:: PROBLEM DESCRIPTION ::
Find the line with "sign in this photo.". Transcribe it and each later line of the data exactly, up to and including the last.

Point-per-instance localization data:
☆ ☆ ☆
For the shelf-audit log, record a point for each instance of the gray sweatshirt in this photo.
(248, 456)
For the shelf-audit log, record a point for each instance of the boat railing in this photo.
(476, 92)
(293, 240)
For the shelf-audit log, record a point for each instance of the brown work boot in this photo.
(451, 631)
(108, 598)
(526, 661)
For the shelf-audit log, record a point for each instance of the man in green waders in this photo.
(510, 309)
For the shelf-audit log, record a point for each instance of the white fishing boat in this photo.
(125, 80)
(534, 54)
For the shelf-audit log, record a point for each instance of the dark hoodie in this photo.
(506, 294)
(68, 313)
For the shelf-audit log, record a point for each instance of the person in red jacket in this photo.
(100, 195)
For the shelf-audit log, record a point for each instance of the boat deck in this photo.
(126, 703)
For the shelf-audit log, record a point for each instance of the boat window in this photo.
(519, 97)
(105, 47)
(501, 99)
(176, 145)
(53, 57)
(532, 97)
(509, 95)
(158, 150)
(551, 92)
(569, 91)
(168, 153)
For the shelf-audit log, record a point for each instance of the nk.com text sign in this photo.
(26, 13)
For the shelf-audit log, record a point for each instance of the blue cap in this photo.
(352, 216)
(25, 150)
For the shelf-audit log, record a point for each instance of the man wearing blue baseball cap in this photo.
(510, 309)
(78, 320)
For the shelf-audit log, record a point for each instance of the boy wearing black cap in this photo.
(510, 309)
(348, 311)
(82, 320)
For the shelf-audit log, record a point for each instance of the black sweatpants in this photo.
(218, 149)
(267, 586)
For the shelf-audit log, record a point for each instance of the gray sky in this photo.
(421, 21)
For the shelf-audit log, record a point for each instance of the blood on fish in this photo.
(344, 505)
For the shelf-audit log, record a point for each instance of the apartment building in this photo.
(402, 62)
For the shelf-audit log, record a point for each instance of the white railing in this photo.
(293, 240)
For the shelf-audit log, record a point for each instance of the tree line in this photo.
☆ ☆ ☆
:: RESPONSE TO THIS TASK ::
For the shelf-audit log, record a point for each instance of the nk.com text sign in this photo.
(26, 13)
For the shelf-audit log, record a point for each instance of the blue cap in this photo.
(352, 216)
(25, 150)
For the shelf-audit log, record a point for each instance of the man wearing blue baseball cap in this photo.
(510, 309)
(78, 320)
For the shelf-audit log, record a point for each instance of the boy wearing black cap in this photo.
(510, 309)
(348, 311)
(82, 320)
For the shelf-audit log, record a point for each instance of the black sweatpants in this photo.
(218, 149)
(267, 586)
For the shelf-audit log, record a point for each instance of the gray sky in this photo.
(421, 21)
For the shelf-audit log, record a point for each instance of the blood on fish in this photo.
(344, 505)
For the shelf-audit log, record a point for each instance of the apartment building in this photo.
(402, 62)
For the shelf-audit log, record a point for each instance of the white railing in this photo.
(293, 240)
For the shelf-audit log, record a point for each instance of the tree line in this photo.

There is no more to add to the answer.